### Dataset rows
* start *

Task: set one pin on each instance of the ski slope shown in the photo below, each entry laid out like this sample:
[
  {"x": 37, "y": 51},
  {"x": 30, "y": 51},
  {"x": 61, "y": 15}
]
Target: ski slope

* end *

### Task to carry out
Output every line of the data above verbatim, with no changes.

### The answer
Task: set one pin on each instance of the ski slope shown in the photo below, each entry laid out like this sample:
[
  {"x": 37, "y": 51},
  {"x": 30, "y": 51},
  {"x": 61, "y": 15}
]
Target: ski slope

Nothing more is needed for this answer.